Exercise instructions: Copy out each line of the entries where the word "pavement" is present.

..............................

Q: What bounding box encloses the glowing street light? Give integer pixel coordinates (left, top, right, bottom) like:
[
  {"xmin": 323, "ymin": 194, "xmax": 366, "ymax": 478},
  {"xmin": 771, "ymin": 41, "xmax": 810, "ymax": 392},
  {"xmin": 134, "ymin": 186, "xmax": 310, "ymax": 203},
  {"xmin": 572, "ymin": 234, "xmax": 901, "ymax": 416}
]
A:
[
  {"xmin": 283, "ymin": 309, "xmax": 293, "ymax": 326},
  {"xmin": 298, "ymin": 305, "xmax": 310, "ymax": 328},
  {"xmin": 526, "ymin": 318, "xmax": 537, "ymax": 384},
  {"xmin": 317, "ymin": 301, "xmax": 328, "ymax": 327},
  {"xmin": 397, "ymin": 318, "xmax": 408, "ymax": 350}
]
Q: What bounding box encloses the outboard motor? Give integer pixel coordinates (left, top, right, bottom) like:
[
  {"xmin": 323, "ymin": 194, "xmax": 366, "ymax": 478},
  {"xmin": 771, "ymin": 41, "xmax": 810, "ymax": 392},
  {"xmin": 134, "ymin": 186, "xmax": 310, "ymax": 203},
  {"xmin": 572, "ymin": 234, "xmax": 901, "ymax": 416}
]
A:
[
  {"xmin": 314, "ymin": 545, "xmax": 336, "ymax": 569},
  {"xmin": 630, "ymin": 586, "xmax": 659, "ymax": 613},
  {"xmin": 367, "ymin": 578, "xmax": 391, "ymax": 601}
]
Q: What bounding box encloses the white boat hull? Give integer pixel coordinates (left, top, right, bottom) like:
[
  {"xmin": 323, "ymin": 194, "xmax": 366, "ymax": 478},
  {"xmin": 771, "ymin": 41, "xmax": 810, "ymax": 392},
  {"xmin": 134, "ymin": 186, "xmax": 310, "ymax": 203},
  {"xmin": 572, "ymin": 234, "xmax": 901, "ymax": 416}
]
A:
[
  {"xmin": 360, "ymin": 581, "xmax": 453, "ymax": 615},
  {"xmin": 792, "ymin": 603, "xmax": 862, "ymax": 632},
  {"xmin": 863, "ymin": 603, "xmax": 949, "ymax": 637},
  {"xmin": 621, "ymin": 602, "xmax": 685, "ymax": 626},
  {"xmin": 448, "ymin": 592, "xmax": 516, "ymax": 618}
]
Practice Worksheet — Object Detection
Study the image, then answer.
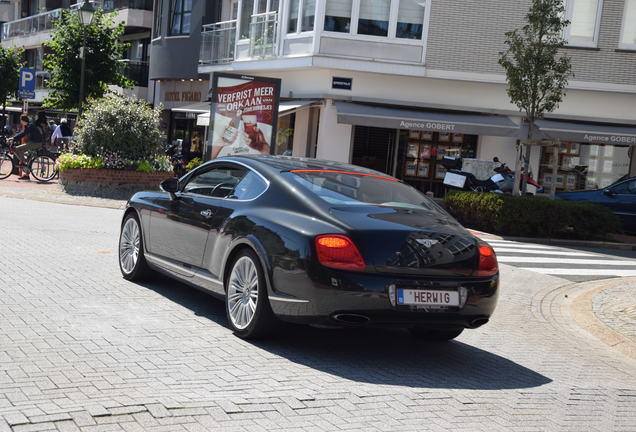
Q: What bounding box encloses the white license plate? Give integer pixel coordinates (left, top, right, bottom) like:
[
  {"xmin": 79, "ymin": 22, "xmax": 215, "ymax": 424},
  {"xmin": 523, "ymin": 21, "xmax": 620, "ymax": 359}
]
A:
[{"xmin": 397, "ymin": 289, "xmax": 460, "ymax": 307}]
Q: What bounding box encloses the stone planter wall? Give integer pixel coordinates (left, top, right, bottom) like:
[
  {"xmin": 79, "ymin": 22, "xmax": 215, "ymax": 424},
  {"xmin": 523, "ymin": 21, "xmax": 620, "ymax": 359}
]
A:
[{"xmin": 59, "ymin": 168, "xmax": 174, "ymax": 200}]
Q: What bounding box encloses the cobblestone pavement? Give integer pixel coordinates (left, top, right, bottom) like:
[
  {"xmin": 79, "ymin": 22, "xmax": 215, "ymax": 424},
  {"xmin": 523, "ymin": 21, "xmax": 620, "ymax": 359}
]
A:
[
  {"xmin": 0, "ymin": 178, "xmax": 125, "ymax": 209},
  {"xmin": 1, "ymin": 197, "xmax": 636, "ymax": 432},
  {"xmin": 594, "ymin": 283, "xmax": 636, "ymax": 343}
]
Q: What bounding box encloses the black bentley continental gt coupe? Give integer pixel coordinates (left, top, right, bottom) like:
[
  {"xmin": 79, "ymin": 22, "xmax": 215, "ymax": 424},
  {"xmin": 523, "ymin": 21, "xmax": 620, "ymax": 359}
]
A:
[{"xmin": 118, "ymin": 156, "xmax": 499, "ymax": 340}]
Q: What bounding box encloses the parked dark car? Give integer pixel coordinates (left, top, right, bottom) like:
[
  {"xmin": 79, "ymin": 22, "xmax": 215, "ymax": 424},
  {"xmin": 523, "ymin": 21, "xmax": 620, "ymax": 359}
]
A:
[
  {"xmin": 556, "ymin": 176, "xmax": 636, "ymax": 233},
  {"xmin": 118, "ymin": 156, "xmax": 499, "ymax": 340}
]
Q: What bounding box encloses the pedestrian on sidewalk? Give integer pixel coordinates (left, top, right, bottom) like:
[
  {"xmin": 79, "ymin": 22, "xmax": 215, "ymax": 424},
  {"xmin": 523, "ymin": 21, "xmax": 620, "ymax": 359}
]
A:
[
  {"xmin": 11, "ymin": 114, "xmax": 43, "ymax": 180},
  {"xmin": 50, "ymin": 118, "xmax": 73, "ymax": 149}
]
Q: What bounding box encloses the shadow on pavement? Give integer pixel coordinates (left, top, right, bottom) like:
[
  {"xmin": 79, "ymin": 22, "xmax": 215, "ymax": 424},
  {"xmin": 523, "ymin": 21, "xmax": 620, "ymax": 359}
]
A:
[{"xmin": 141, "ymin": 278, "xmax": 552, "ymax": 391}]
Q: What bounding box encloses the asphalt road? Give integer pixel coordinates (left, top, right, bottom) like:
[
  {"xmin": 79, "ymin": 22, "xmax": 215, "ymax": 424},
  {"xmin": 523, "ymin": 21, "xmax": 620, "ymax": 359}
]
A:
[{"xmin": 1, "ymin": 197, "xmax": 635, "ymax": 432}]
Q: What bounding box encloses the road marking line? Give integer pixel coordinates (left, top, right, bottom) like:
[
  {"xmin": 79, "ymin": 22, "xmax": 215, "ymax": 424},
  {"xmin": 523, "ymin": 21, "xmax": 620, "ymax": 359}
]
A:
[
  {"xmin": 499, "ymin": 257, "xmax": 636, "ymax": 266},
  {"xmin": 492, "ymin": 248, "xmax": 595, "ymax": 257},
  {"xmin": 520, "ymin": 268, "xmax": 636, "ymax": 276},
  {"xmin": 486, "ymin": 242, "xmax": 555, "ymax": 250}
]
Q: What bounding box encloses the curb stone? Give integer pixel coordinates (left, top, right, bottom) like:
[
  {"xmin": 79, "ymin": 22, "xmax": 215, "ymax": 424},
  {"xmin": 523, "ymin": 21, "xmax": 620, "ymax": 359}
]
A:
[{"xmin": 569, "ymin": 277, "xmax": 636, "ymax": 360}]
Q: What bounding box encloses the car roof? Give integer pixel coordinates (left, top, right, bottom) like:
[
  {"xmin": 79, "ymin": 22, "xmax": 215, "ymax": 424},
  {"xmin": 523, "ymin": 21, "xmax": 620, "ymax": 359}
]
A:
[{"xmin": 216, "ymin": 154, "xmax": 397, "ymax": 179}]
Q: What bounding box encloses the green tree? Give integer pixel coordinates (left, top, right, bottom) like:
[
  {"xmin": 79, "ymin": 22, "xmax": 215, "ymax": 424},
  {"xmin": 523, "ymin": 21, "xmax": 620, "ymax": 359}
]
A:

..............................

Answer to this task:
Q: What bounding box encloses the cobblestone pavement? Give integer pixel coordinates (left, top, right, bottom) like:
Q: What bounding box encloses the shadow on pavement? Give integer pixel coordinates (left, top, right, bottom) like:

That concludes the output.